From the dialogue between Mr Herriot and Mr Potts below, copy word for word the passage from "- Oh, they were" up to and including "can squeeze in.".

- _Provided text_
---------------

Mr Potts. But never with a bicycle pump.

I had an inflation apparatus. It was a little
black box with shiny cylinders and a filter.

- That'll be summat new.
- Oh, yes.

I was worried
about spreading tuberculosis.

And then we started using
calcium borogluconate.

Tell me more.
It's good to hear news from up t' Dales.

How they're all getting on without me.

I had a stinker of a foaling last week.
Took me more than two hours.

- I'm still aching from head to toe.
- The foal would be laid wrong, I reckon.

That's right. Crossways on.

Had a struggle to turn it.

Dost tha remember that Clydesdale mare
you foaled up at my place 15 year ago?

It must've been one of the first jobs
you did when you come to Darrowby.

It was, almost.
I remember it very well, Mr Potts.

- I was most grateful to you.
- You were?

For putting me at my ease.

I was pretty green
and most unsure of myself.

It were a Sunday night as I recall. Quite
late. We had a right tussle with that one.

- Yes, we did.
- Oh, they were good days, Mr Herriot.

They were. Indeed, they were. You've got
a nice bit of ground for your vegetables.

It's about all we can manage now.

(coughs)

Thanks. Stay there, Bodie.

(MrPotts) Come in,
if you can squeeze in.

- Hello, Mrs Potts.
- Nice to see you again, Mr Herriot.

- Nice to see you.
- Can I get you a cup of tea?

I don't have time at the moment. Thanks
all the same. How are you settling in?

Well, I'm sure you'll remember
my kitchen at Margadale.

Yes, I do. But this is very cosy.

Aye, well, it can't be helped.

It were getting a bit too much for us,
the old place.

Aye, it were. You'll forgive me
if I sit meself down, Mr Herriot.

Yes, yes, of course. Please.

We handed over to young Giles.
You remember our boy Giles?

- Indeed I do.
- And his wife Peggy.

They're in charge there now.

---------------

- _Record extracts_
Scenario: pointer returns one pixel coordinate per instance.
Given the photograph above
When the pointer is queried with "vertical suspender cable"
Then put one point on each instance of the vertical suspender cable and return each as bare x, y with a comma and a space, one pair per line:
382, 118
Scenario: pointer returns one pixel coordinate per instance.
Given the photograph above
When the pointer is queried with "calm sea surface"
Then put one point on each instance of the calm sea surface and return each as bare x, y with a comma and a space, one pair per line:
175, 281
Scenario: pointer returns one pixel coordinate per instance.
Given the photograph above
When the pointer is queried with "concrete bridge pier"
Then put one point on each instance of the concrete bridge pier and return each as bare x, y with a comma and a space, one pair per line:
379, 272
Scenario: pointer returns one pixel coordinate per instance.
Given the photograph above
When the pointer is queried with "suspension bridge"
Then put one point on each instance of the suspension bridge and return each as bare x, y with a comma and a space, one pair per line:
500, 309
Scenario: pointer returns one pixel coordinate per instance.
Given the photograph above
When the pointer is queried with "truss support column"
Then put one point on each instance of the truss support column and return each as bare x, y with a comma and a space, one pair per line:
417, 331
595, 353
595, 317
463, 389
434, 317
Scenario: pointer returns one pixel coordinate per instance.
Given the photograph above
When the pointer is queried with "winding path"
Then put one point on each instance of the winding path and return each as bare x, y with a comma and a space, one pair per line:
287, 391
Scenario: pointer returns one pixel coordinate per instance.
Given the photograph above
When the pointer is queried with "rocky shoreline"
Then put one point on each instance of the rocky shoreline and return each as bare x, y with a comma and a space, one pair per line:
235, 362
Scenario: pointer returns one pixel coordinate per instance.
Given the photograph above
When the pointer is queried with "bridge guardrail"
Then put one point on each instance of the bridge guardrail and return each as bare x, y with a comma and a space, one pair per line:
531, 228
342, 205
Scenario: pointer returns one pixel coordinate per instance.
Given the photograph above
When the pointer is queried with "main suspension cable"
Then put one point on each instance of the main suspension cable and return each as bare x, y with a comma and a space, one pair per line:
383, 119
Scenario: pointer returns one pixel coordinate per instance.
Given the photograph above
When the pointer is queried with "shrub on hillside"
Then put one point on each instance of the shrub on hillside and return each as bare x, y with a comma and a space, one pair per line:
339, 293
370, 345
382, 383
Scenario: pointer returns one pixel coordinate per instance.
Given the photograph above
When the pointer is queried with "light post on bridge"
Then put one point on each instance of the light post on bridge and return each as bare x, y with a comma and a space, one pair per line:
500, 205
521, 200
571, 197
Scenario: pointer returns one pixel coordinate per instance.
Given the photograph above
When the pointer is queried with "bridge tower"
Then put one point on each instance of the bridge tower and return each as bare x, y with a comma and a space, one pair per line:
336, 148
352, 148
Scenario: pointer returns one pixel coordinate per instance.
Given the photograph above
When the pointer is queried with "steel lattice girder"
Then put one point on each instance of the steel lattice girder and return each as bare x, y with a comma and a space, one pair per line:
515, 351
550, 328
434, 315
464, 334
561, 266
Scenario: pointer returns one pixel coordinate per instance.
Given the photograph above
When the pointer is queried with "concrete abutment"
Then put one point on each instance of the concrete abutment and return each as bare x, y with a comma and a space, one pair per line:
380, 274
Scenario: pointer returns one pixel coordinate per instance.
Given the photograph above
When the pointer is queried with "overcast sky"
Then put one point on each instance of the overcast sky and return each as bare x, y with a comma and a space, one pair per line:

---------------

- _Task solution_
- Oh, they were good days, Mr Herriot.

They were. Indeed, they were. You've got
a nice bit of ground for your vegetables.

It's about all we can manage now.

(coughs)

Thanks. Stay there, Bodie.

(MrPotts) Come in,
if you can squeeze in.